• _PROBLEM TO SOLVE_
Can you rewrite all of these rows, requests included, rescaling every point coordinate in the answers by 1.9 and rounding to whole numbers with halves rounded up? Leave the pictures out.

• _SOURCE RECORDS_
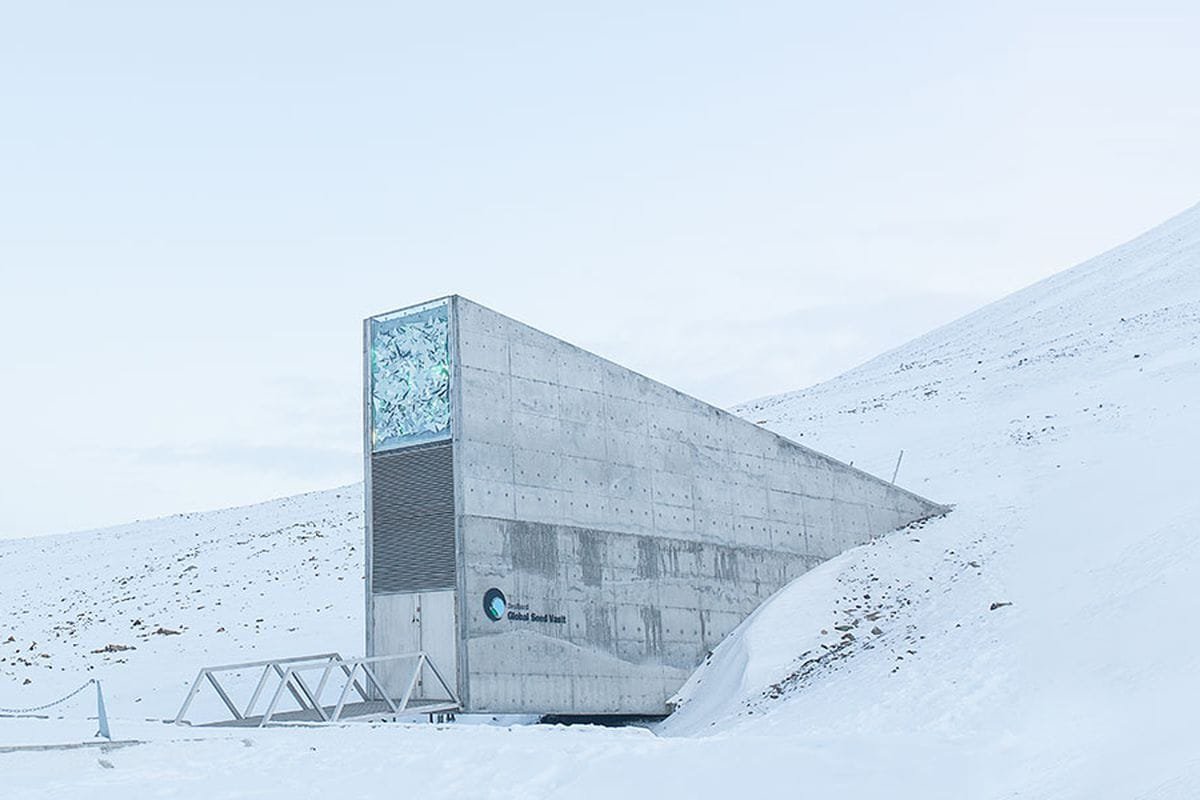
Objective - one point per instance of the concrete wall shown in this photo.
(648, 519)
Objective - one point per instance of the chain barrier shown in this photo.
(49, 705)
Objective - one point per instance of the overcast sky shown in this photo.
(201, 202)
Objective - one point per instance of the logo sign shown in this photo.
(495, 605)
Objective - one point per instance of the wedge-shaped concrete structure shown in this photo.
(563, 535)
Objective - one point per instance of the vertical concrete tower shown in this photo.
(563, 535)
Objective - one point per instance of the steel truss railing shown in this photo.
(373, 698)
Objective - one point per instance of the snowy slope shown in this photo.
(1061, 421)
(275, 578)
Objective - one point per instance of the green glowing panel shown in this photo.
(411, 377)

• _WRITTEN RESPONSE_
Objective - one point per instance of the concrete wall shown in this photo.
(1231, 986)
Objective - one point per instance of the chain barrier shown in this photo.
(93, 1340)
Objective - one point per instance of the overcast sky shown in this photo.
(382, 384)
Objective - one point per instance of the logo sign shown in this photo.
(941, 1150)
Objective - one point per instance of the wedge-shaped concrete structure shown in this photo.
(1070, 1017)
Objective - one point per instance of the vertical concrete tower shown in this photo.
(1070, 1017)
Objective - one point per instance of the steel truss railing shown in this photo.
(709, 1326)
Objective - one point per instance of the snowy slope shown in this photo.
(2016, 800)
(523, 1098)
Objective - one point per instance of the green glowing panel shown in this photo.
(781, 716)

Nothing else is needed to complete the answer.